**Exercise aim**
Select each of the lines below that contains the string "white", matching case exactly.

■ ■ ■ ■

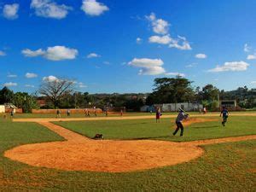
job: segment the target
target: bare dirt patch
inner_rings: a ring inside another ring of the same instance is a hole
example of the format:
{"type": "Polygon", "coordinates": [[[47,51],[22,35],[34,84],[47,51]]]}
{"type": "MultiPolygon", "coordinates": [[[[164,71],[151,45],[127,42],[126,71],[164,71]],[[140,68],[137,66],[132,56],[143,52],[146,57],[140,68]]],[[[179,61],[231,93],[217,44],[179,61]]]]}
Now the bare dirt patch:
{"type": "MultiPolygon", "coordinates": [[[[206,120],[211,119],[194,119],[184,122],[184,125],[206,120]]],[[[202,155],[204,151],[199,147],[201,144],[248,138],[240,137],[181,143],[151,140],[96,141],[50,122],[37,122],[58,133],[67,141],[19,146],[6,151],[6,157],[34,166],[60,170],[124,172],[188,162],[202,155]]],[[[255,138],[256,136],[249,137],[255,138]]]]}

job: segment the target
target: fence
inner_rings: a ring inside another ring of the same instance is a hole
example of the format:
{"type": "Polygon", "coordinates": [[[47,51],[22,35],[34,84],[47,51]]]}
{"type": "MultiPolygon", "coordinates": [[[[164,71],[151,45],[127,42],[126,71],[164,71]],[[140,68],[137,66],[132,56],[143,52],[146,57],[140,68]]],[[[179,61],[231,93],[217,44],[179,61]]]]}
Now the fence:
{"type": "MultiPolygon", "coordinates": [[[[102,110],[101,108],[69,108],[70,113],[84,113],[85,110],[88,110],[89,113],[94,113],[95,110],[96,111],[96,113],[102,113],[102,110]]],[[[61,113],[66,113],[67,111],[67,108],[61,108],[59,109],[61,113]]],[[[32,109],[32,113],[56,113],[57,109],[32,109]]]]}

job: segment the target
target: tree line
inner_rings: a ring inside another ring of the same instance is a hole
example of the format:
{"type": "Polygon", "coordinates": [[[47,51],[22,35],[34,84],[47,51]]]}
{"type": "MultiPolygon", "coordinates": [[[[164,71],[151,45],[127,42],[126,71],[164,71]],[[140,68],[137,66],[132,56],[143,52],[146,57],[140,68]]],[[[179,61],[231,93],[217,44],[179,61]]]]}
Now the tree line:
{"type": "Polygon", "coordinates": [[[68,79],[44,81],[38,90],[40,96],[26,92],[14,93],[7,87],[0,90],[0,104],[11,102],[23,108],[25,113],[38,108],[37,100],[43,100],[43,108],[84,108],[97,107],[125,107],[127,110],[139,111],[143,105],[196,102],[203,104],[209,110],[218,108],[218,100],[236,100],[242,108],[256,108],[256,89],[239,87],[235,90],[224,91],[212,84],[203,87],[192,86],[192,81],[177,76],[176,78],[158,78],[154,80],[151,93],[127,94],[89,94],[75,91],[74,82],[68,79]]]}

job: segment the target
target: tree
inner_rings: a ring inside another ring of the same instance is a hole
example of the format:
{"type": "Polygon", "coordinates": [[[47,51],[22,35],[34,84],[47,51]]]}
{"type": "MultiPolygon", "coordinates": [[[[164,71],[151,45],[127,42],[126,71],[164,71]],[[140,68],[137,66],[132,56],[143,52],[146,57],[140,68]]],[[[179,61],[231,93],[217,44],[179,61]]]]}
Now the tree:
{"type": "Polygon", "coordinates": [[[209,102],[212,102],[214,100],[218,99],[218,94],[219,90],[216,87],[214,87],[212,84],[207,84],[202,88],[202,97],[203,100],[207,100],[209,102]]]}
{"type": "Polygon", "coordinates": [[[25,92],[16,92],[13,98],[13,103],[24,113],[30,113],[32,108],[38,108],[38,104],[33,96],[25,92]]]}
{"type": "Polygon", "coordinates": [[[8,89],[8,87],[3,87],[0,90],[0,104],[3,104],[6,102],[12,102],[14,98],[14,92],[8,89]]]}
{"type": "Polygon", "coordinates": [[[195,93],[191,81],[181,76],[176,78],[158,78],[154,79],[154,91],[148,96],[147,103],[170,103],[191,102],[195,93]]]}
{"type": "Polygon", "coordinates": [[[69,79],[44,79],[39,89],[39,93],[52,102],[54,108],[60,108],[61,99],[65,95],[73,92],[74,81],[69,79]]]}

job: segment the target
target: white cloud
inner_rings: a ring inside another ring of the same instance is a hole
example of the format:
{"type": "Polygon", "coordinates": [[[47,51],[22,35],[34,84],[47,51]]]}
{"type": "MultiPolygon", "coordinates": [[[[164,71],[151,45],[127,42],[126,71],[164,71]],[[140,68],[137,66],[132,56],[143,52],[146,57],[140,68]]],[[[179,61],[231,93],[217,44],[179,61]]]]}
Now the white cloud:
{"type": "Polygon", "coordinates": [[[256,81],[251,81],[251,84],[256,84],[256,81]]]}
{"type": "Polygon", "coordinates": [[[137,38],[137,39],[136,39],[136,43],[138,44],[141,44],[142,41],[143,41],[143,39],[140,38],[137,38]]]}
{"type": "Polygon", "coordinates": [[[16,74],[8,74],[8,78],[17,78],[18,76],[16,74]]]}
{"type": "Polygon", "coordinates": [[[177,36],[177,39],[172,39],[171,44],[169,44],[170,48],[177,48],[180,50],[191,50],[192,48],[189,43],[187,41],[186,38],[177,36]]]}
{"type": "Polygon", "coordinates": [[[70,49],[65,46],[48,47],[47,50],[39,49],[38,50],[31,50],[29,49],[23,49],[21,53],[27,57],[44,56],[51,61],[73,60],[75,59],[79,51],[75,49],[70,49]]]}
{"type": "Polygon", "coordinates": [[[90,53],[90,54],[89,54],[88,55],[87,55],[87,58],[96,58],[96,57],[101,57],[101,55],[98,55],[98,54],[96,54],[96,53],[90,53]]]}
{"type": "Polygon", "coordinates": [[[171,43],[172,38],[170,38],[170,35],[165,35],[165,36],[151,36],[148,38],[149,43],[155,43],[160,44],[168,44],[171,43]]]}
{"type": "Polygon", "coordinates": [[[31,50],[29,49],[23,49],[21,53],[27,57],[35,57],[35,56],[44,55],[45,54],[45,51],[42,50],[42,49],[37,50],[31,50]]]}
{"type": "Polygon", "coordinates": [[[189,42],[186,38],[177,36],[177,38],[171,37],[169,32],[169,26],[171,26],[168,21],[162,19],[157,19],[154,13],[151,13],[150,15],[146,15],[146,18],[151,22],[154,32],[162,35],[151,36],[148,38],[149,43],[155,43],[160,44],[169,44],[170,48],[176,48],[181,50],[192,49],[189,42]]]}
{"type": "Polygon", "coordinates": [[[247,44],[244,44],[244,47],[243,47],[244,52],[250,52],[251,49],[252,49],[252,48],[249,47],[247,44]]]}
{"type": "Polygon", "coordinates": [[[128,63],[128,65],[130,66],[140,67],[140,75],[158,75],[165,73],[166,70],[162,67],[163,64],[164,62],[160,59],[148,58],[134,58],[131,61],[128,63]]]}
{"type": "Polygon", "coordinates": [[[25,87],[34,88],[35,85],[26,84],[25,84],[25,87]]]}
{"type": "Polygon", "coordinates": [[[78,85],[79,85],[79,88],[86,88],[87,87],[87,85],[85,85],[84,83],[82,83],[82,82],[79,82],[79,84],[78,84],[78,85]]]}
{"type": "Polygon", "coordinates": [[[194,67],[197,65],[197,63],[194,62],[194,63],[191,63],[191,64],[189,64],[187,66],[185,66],[187,68],[189,68],[189,67],[194,67]]]}
{"type": "Polygon", "coordinates": [[[55,76],[49,75],[48,77],[44,77],[43,81],[48,81],[48,82],[54,82],[54,81],[58,81],[59,79],[57,79],[55,76]]]}
{"type": "Polygon", "coordinates": [[[20,5],[18,3],[4,5],[3,9],[3,16],[9,20],[17,19],[19,17],[18,15],[19,7],[20,5]]]}
{"type": "Polygon", "coordinates": [[[110,62],[109,61],[103,61],[103,64],[105,64],[105,65],[110,65],[110,62]]]}
{"type": "Polygon", "coordinates": [[[37,78],[38,74],[33,73],[26,73],[25,75],[26,78],[31,79],[31,78],[37,78]]]}
{"type": "Polygon", "coordinates": [[[157,19],[154,13],[146,18],[151,22],[153,31],[157,34],[165,35],[168,33],[170,24],[162,19],[157,19]]]}
{"type": "Polygon", "coordinates": [[[165,75],[167,76],[181,76],[181,77],[185,77],[184,73],[177,73],[177,72],[171,72],[171,73],[166,73],[165,75]]]}
{"type": "Polygon", "coordinates": [[[140,75],[159,75],[166,73],[166,70],[162,67],[144,67],[140,69],[139,73],[140,75]]]}
{"type": "Polygon", "coordinates": [[[246,71],[249,64],[244,61],[225,62],[223,66],[217,66],[215,68],[208,70],[208,72],[241,72],[246,71]]]}
{"type": "Polygon", "coordinates": [[[96,0],[83,0],[81,9],[90,16],[99,16],[103,14],[104,11],[109,10],[106,5],[96,0]]]}
{"type": "Polygon", "coordinates": [[[57,4],[52,0],[32,0],[30,7],[35,9],[38,16],[54,19],[63,19],[72,8],[65,4],[57,4]]]}
{"type": "Polygon", "coordinates": [[[248,55],[247,60],[256,60],[256,54],[254,55],[248,55]]]}
{"type": "Polygon", "coordinates": [[[18,85],[17,83],[13,83],[13,82],[9,82],[9,83],[3,84],[3,86],[5,86],[5,87],[13,87],[13,86],[17,86],[17,85],[18,85]]]}
{"type": "Polygon", "coordinates": [[[49,47],[44,57],[51,61],[73,60],[76,58],[79,51],[65,46],[49,47]]]}
{"type": "Polygon", "coordinates": [[[2,51],[2,50],[0,50],[0,56],[5,56],[5,55],[6,55],[6,53],[3,52],[3,51],[2,51]]]}
{"type": "Polygon", "coordinates": [[[205,54],[196,54],[196,55],[195,55],[195,58],[198,58],[198,59],[206,59],[206,58],[207,57],[207,55],[205,55],[205,54]]]}

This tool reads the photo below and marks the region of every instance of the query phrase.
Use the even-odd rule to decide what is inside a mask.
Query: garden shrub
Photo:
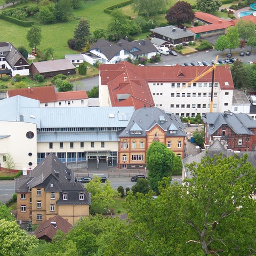
[[[118,188],[117,188],[117,192],[118,192],[118,193],[120,193],[120,197],[122,198],[122,197],[123,197],[124,196],[124,188],[123,187],[122,187],[122,186],[119,186]]]

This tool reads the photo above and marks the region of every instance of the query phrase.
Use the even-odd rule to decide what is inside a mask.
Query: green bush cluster
[[[35,24],[34,21],[25,21],[24,20],[18,20],[15,18],[5,16],[4,15],[2,14],[0,14],[0,19],[14,23],[17,25],[22,26],[22,27],[31,27]]]

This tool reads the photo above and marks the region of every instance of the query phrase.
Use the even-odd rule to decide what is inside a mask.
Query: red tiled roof
[[[85,91],[74,91],[72,92],[56,93],[56,100],[57,101],[80,100],[83,99],[88,99],[88,95]]]
[[[108,70],[109,66],[110,66],[110,71]],[[108,85],[113,106],[133,106],[137,109],[143,107],[144,104],[146,106],[154,105],[148,83],[188,83],[209,68],[209,67],[180,66],[137,67],[122,61],[118,64],[101,65],[99,72],[101,84]],[[234,90],[232,76],[228,65],[216,67],[215,81],[219,83],[222,90]],[[212,73],[197,81],[201,82],[211,83]],[[130,96],[118,101],[117,94],[130,94]]]
[[[69,222],[58,214],[41,223],[35,230],[34,235],[37,238],[46,238],[52,240],[56,235],[57,230],[67,233],[71,228],[72,225]]]
[[[54,86],[33,87],[9,90],[9,97],[20,95],[24,97],[38,100],[42,103],[56,101]]]

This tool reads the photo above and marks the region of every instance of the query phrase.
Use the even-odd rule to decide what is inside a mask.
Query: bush
[[[120,197],[121,198],[124,196],[124,188],[122,186],[119,186],[117,188],[117,191],[118,192],[118,193],[120,193]]]

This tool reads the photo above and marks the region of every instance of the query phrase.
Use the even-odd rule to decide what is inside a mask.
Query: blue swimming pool
[[[243,17],[244,16],[247,16],[247,15],[251,15],[254,12],[256,13],[256,11],[244,11],[238,13],[238,15],[239,18]]]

■ ■ ■ ■

**Solution to the exercise**
target: white cloud
Now the white cloud:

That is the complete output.